■ **Supplied passage**

___

Oocystis is a planktonic genus of mostly freshwater green algae of the family Oocystaceae. It is the type genus of its family. Oocystis is mostly found in freshwater habitats and has a cosmopolitan distribution. A few species are found in terrestrial, such as wet rocks, or in marine waters.

==Description==
Oocystis is solitary or borne in colonies of two, four or eight surrounded in a thin mucilaginous envelope or mother cell wall. The colony is up to 77 μm in diameter and oval to ellipsoid. Individual cells may be fusiform, ellipsoidal, oval or nearly spherical, 7–46 μm long. The cell wall is smooth but may be thickened at the poles. Cells contain one to many parietal chloroplasts.

Asexual reproduction occurs by the formation of two, four or eight autospores which are released by the rupture of the parental cell wall. Sexual reproduction and flagellated stages have not been observed in this genus.

==Taxonomy==
The taxonomy of Oocystis is difficult and in need of revision. Species of Oocystis are distinguished based on morphological features, such as the size and shape of cells, number of chloroplasts, presence or absence of pyrenoids, and the morphology of the mucilaginous envelope. Some species exhibit considerable phenotypic plasticity.

___

■ **Problem 1**
List every shape that the Oocystis passage gives for individual cells.
■ **Problem 2**
Answer these questions from the Oocystis passage:
(a) What family does Oocystis belong to?
(b) What is the largest diameter given for a colony?
(c) How are the autospores released?
■ **Problem 3**
Carry the Oocystis passage forward, starting after its final sentence.
The entries that come next are separate material and have nothing to do with the Oocystis passage.

■ **Data for analysis**
___

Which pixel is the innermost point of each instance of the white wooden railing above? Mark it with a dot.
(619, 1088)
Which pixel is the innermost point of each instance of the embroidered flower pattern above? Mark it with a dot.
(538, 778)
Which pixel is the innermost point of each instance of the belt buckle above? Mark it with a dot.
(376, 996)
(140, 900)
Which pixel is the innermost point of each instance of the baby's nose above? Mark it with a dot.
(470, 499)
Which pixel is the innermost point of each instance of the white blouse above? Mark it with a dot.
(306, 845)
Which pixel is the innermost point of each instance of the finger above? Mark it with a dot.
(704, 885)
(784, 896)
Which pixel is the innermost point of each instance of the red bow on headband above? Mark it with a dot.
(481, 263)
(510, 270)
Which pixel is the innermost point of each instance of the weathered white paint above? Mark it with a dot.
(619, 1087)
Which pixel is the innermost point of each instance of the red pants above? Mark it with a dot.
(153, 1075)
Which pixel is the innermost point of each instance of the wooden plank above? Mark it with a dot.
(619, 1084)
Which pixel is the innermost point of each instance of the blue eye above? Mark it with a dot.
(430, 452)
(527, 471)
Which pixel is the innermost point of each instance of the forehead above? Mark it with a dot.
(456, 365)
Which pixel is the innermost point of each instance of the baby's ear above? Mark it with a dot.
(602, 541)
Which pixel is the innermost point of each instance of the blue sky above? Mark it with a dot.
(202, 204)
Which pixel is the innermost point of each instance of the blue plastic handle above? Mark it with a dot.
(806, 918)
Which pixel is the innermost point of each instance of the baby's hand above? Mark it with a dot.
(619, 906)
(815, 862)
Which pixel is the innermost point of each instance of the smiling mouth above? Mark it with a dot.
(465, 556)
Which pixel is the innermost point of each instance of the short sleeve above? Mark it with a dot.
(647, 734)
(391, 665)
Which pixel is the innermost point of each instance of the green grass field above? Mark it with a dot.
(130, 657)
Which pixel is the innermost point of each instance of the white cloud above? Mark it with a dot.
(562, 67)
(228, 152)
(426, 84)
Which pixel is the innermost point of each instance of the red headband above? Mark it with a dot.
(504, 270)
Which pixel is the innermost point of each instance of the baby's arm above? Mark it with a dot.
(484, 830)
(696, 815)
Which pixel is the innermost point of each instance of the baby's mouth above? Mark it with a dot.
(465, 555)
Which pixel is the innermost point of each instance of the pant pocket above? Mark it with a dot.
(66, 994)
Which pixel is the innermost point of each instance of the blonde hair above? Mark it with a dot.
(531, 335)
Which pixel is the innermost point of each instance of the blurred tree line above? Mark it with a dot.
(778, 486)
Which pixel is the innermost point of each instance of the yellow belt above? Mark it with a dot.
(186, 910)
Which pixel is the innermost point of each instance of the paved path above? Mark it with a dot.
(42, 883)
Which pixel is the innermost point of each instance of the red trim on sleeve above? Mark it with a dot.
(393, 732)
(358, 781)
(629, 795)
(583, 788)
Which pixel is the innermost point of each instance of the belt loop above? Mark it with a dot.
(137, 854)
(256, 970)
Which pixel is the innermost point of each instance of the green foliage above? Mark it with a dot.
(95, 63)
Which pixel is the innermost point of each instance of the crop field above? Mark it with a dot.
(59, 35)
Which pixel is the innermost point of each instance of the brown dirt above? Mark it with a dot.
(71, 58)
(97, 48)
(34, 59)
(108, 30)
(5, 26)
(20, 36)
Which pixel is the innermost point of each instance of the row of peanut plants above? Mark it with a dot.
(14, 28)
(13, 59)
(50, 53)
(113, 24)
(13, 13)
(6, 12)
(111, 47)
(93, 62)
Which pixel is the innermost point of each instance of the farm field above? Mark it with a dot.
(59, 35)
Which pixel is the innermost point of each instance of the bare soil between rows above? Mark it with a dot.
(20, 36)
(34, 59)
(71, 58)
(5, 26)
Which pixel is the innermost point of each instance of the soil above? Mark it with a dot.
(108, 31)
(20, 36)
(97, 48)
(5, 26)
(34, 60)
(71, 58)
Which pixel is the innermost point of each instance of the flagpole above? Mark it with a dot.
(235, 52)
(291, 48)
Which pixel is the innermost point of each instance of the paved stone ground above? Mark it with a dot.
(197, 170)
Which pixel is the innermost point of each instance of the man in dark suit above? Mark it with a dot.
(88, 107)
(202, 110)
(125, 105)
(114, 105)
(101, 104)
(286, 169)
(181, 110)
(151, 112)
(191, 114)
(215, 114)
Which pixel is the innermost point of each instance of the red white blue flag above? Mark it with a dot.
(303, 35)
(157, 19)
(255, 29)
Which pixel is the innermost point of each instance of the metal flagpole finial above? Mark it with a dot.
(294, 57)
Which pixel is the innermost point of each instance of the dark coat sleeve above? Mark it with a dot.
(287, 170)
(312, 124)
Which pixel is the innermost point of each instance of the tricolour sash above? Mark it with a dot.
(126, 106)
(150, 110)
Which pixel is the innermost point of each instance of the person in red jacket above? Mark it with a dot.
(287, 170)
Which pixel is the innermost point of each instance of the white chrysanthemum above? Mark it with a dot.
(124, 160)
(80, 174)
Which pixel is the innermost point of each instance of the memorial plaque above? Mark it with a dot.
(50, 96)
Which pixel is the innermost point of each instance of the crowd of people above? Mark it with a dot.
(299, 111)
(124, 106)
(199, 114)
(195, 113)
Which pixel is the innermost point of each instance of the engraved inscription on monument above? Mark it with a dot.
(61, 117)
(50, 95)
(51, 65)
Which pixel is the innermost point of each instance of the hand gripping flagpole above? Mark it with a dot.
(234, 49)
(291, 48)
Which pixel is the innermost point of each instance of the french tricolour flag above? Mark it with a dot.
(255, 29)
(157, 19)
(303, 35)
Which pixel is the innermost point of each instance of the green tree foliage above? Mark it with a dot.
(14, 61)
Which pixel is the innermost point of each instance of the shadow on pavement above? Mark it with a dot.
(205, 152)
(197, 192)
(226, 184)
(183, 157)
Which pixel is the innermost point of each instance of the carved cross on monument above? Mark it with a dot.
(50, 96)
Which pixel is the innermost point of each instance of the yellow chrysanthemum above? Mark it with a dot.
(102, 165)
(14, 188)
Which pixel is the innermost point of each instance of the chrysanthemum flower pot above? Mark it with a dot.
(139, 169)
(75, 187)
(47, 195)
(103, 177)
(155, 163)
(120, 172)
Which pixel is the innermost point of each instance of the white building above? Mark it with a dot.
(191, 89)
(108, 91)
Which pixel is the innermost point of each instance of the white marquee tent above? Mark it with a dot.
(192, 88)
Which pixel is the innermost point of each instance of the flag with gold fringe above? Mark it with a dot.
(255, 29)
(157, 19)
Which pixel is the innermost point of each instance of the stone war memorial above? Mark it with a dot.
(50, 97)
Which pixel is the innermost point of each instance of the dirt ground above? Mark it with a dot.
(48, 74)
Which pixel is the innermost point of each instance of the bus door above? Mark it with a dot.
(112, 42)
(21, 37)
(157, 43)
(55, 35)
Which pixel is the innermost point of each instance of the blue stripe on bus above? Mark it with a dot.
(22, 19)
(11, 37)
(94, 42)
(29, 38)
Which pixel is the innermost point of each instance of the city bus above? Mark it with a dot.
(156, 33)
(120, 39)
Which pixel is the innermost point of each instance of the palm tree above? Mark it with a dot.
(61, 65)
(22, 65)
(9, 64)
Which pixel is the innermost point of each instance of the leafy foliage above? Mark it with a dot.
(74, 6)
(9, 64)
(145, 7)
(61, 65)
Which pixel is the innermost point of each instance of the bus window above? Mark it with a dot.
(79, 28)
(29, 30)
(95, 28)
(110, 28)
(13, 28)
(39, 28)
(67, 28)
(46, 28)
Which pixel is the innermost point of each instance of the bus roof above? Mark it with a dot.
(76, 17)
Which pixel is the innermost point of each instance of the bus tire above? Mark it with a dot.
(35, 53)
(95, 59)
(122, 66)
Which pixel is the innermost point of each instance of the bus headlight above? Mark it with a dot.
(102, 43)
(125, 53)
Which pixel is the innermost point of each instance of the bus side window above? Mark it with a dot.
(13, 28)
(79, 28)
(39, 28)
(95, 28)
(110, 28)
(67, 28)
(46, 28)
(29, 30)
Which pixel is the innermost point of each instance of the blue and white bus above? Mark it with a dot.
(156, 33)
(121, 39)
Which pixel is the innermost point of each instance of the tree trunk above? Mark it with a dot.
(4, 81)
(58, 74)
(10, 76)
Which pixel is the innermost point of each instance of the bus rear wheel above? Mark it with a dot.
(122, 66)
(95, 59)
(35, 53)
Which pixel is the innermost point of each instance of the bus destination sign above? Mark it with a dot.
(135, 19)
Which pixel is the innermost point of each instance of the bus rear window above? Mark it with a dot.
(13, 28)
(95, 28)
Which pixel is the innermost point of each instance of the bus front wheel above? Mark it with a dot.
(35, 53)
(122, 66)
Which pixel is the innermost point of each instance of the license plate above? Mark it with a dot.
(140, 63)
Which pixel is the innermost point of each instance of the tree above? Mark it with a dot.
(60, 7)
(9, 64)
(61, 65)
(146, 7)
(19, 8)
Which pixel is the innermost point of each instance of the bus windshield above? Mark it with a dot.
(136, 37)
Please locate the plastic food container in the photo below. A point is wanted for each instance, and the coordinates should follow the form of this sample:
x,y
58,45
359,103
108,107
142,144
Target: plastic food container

___

■ **Final answer 1**
Fusiform, ellipsoidal, oval, nearly spherical

■ **Final answer 2**
(a) Oocystaceae
(b) Up to 77 μm
(c) By the rupture of the parental cell wall

■ **Final answer 3**
In particular, the presence and absence of pyrenoids is controversial. The type species, Oocystis naegelii, has chloroplasts without pyrenoids. Some authors, such as František Hindák, separated the pyrenoid-bearing species into a separate genus, Oocystella. However, other authors have stated that pyrenoids may be indistinct and difficult to observe, and consider the two genera synonymous.

In its current circumscription, Oocystis is paraphyletic.

==Ecology==
Oocystis species are an important component of the biomass in freshwater habitats. As primary producers, Oocystis species are often preyed on by zooplankton, or parasitized by Chytridium fungi. On the other hand, species like Oocystis borgei have significant allelopathic effects on Microcystis aeruginosa, a species which forms harmful algal blooms.